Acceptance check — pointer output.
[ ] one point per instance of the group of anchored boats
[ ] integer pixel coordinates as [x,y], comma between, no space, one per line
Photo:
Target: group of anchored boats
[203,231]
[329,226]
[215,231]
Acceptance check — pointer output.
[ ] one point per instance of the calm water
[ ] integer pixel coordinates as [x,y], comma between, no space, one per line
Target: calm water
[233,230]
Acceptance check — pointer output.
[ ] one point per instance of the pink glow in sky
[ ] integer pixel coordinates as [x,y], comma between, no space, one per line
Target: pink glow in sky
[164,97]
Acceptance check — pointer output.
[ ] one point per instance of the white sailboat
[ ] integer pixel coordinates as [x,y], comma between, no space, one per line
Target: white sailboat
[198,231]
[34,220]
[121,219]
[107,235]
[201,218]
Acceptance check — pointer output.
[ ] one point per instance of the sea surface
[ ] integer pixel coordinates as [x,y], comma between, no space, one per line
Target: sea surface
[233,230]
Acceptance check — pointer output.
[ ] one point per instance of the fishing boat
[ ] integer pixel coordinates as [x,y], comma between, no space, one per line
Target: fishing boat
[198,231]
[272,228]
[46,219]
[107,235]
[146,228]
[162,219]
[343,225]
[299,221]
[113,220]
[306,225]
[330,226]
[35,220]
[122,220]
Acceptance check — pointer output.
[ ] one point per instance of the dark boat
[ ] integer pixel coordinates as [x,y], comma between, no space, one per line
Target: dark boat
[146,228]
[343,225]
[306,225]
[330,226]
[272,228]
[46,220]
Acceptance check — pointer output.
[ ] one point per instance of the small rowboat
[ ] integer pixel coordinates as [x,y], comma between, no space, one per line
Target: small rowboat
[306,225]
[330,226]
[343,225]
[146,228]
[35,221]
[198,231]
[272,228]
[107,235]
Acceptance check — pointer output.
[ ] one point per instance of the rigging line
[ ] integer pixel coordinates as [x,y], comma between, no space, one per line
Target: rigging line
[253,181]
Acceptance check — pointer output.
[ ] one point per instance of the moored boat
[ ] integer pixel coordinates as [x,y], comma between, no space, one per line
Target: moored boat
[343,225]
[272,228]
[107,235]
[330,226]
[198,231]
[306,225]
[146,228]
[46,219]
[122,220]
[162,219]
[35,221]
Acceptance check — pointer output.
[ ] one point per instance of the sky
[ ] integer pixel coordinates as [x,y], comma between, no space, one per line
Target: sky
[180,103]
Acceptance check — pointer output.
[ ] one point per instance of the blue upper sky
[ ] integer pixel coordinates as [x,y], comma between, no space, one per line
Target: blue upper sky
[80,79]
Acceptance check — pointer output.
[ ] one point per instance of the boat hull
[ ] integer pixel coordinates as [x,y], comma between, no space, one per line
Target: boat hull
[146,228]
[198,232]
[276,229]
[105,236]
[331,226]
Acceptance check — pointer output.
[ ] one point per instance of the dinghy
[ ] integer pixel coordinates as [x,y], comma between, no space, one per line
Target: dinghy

-- Challenge --
Set down all of the records shown above once more, exactly.

-- Result of this task --
Acceptance check — pointer output.
[ ] one point per instance of the group of anchored boats
[ ] integer pixel coordinates as [x,y], comma between, no space, one per line
Photo:
Target: group of anchored boats
[203,231]
[329,226]
[215,231]
Acceptance check — pointer output.
[ ] one point per instance of the calm water
[ ] integer pixel coordinates as [x,y], comma between, no space, one per line
Target: calm water
[233,230]
Acceptance check — pointer output.
[ ] one point per instance of the pink glow in sky
[ ] integer pixel coordinates as [x,y], comma between, no space, one per line
Target: pink glow in sky
[164,97]
Acceptance check — pointer output.
[ ] one point per instance of the white sailboat
[ ] integer pixel coordinates as [x,y], comma between, no space, one per line
Target: white sailboat
[198,231]
[34,220]
[121,219]
[107,235]
[201,218]
Acceptance check — pointer output.
[ ] one point per instance of the sea surface
[ ] integer pixel coordinates as [x,y], comma between, no space, one per line
Target: sea surface
[233,230]
Acceptance check — pointer output.
[ ] one point per instance of the fishing boat
[ ] integer pixel coordinates as [x,y], comma between, no space, one per line
Target: fishing boat
[198,231]
[272,228]
[46,219]
[107,235]
[146,228]
[162,219]
[343,225]
[299,221]
[113,220]
[306,225]
[330,226]
[35,220]
[122,220]
Acceptance check — pointer output.
[ ] one point per instance of the dark boat
[ ] integer pixel coordinates as [x,y], comma between, no space, one per line
Target: dark boat
[146,228]
[343,225]
[306,225]
[330,226]
[272,228]
[46,220]
Acceptance check — pointer output.
[ ] one point per instance of the small rowboat
[ ] integer pixel coordinates as [x,y], comma between, no space, one per line
Target: small rowboat
[306,225]
[330,226]
[343,225]
[146,228]
[35,221]
[198,231]
[272,228]
[107,235]
Acceptance check — pointer output.
[ ] one point per instance of the rigging line
[ ] integer pixel coordinates as [x,y], comma between, no space, one per line
Target: rigging line
[253,181]
Acceptance check — pointer output.
[ ] one point per instance of the moored boat
[ ] integer pixel coordinates as [x,y], comma between, no space, one per line
Target: moored boat
[343,225]
[272,228]
[107,235]
[330,226]
[198,231]
[306,225]
[146,228]
[46,219]
[122,220]
[162,219]
[35,221]
Acceptance check — pointer output.
[ ] one point per instance of the sky
[ ] integer pixel coordinates as [x,y], comma between, no space, one per line
Target: sky
[180,103]
Acceptance check — pointer output.
[ ] one point per instance of the blue upper sky
[ ] integer pixel coordinates as [x,y], comma between, no space, one per line
Target: blue upper sky
[80,79]
Acceptance check — pointer output.
[ ] one point per instance of the boat hull
[ ] integer pixel coordinates as [x,y], comma between, no space, one per line
Target: boat hull
[146,228]
[198,232]
[276,229]
[105,236]
[331,226]
Acceptance check — pointer output.
[ ] one point per instance of the dinghy
[ ] integer pixel coordinates as [x,y], comma between, no space, one per line
Target: dinghy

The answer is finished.